◆ **What to produce**
Starting at the first line below and ending at the line that contains "[134,664,859,1090]", give every line in that span as a numbered list, omitting blank lines.

◆ **Material for the task**

————————

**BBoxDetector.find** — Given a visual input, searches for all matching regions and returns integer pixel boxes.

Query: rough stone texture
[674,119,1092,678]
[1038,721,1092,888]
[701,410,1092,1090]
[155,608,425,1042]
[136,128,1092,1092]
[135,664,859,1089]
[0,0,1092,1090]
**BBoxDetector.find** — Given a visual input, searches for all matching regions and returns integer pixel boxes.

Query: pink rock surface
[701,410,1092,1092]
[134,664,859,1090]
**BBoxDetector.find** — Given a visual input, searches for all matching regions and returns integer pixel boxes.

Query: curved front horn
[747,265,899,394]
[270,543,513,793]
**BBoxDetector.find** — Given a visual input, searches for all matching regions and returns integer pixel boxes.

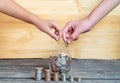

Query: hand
[62,19,93,44]
[35,20,62,41]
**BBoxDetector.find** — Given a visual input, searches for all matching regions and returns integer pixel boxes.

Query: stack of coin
[35,67,43,80]
[53,72,59,81]
[69,76,74,82]
[44,69,51,81]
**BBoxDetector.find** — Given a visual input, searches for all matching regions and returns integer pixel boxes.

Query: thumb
[48,31,59,41]
[67,30,79,43]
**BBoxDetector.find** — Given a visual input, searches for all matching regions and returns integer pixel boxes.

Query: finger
[52,22,62,40]
[48,31,59,41]
[62,32,67,42]
[63,23,72,42]
[67,30,79,43]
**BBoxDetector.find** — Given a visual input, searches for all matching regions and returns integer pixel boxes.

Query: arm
[63,0,120,43]
[0,0,61,40]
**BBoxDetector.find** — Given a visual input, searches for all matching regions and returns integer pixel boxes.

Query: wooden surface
[0,0,120,59]
[0,59,120,83]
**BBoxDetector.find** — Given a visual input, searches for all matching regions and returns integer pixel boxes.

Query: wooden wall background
[0,0,120,59]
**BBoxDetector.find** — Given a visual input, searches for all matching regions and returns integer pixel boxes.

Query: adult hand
[62,18,93,44]
[35,20,62,41]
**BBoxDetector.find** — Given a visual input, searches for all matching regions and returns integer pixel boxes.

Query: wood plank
[0,59,120,80]
[0,0,120,59]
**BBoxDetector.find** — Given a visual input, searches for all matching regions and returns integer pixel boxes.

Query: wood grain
[0,0,120,59]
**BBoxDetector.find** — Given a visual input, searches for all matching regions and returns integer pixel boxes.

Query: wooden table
[0,59,120,83]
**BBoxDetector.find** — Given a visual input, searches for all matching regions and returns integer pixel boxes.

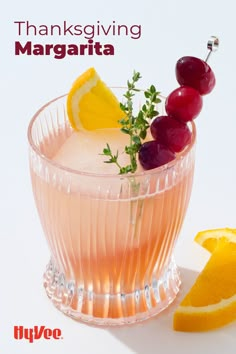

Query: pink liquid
[31,126,194,318]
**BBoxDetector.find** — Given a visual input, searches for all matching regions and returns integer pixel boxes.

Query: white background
[0,0,236,354]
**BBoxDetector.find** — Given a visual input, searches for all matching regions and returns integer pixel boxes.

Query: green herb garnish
[102,71,161,174]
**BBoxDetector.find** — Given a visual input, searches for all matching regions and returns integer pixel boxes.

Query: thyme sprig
[102,71,161,174]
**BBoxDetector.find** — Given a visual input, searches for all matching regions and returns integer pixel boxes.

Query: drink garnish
[173,228,236,332]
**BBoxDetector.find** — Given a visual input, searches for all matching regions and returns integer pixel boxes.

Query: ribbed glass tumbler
[28,96,196,325]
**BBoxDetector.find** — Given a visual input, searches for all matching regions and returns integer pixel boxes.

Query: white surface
[0,0,236,354]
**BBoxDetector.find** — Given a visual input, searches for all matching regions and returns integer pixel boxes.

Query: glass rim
[27,92,196,179]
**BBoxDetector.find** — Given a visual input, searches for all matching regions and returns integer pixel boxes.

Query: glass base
[44,258,181,326]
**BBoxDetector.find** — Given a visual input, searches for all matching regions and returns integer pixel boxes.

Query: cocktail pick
[205,36,219,63]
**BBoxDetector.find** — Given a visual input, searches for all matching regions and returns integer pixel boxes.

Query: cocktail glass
[28,92,196,326]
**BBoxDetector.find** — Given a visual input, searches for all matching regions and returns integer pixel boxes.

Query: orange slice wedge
[173,228,236,332]
[67,68,124,130]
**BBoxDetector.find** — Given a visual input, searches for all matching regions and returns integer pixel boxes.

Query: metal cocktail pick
[205,36,219,63]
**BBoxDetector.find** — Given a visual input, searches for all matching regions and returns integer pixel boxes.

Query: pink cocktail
[28,96,196,325]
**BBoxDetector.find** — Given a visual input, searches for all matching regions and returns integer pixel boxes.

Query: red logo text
[14,326,62,343]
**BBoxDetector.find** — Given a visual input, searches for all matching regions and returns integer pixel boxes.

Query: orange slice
[67,68,124,130]
[194,228,236,253]
[173,229,236,332]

————————

◆ **Written solution**
1. **BBoxDetector.find** — Given a visual input, searches for all matching regions and returns integer pixel boxes.
2. Query: rough stone texture
3. [674,119,1092,678]
4. [1038,721,1092,888]
5. [701,410,1092,1090]
6. [155,608,425,1042]
7. [136,128,1092,1092]
8. [135,664,859,1089]
9. [0,0,1092,1090]
10. **BBoxDetector.find** — Given a visual input, searches for all matching regions and returns integer pixel boxes.
11. Query: pink rock surface
12. [701,410,1092,1092]
13. [134,664,859,1090]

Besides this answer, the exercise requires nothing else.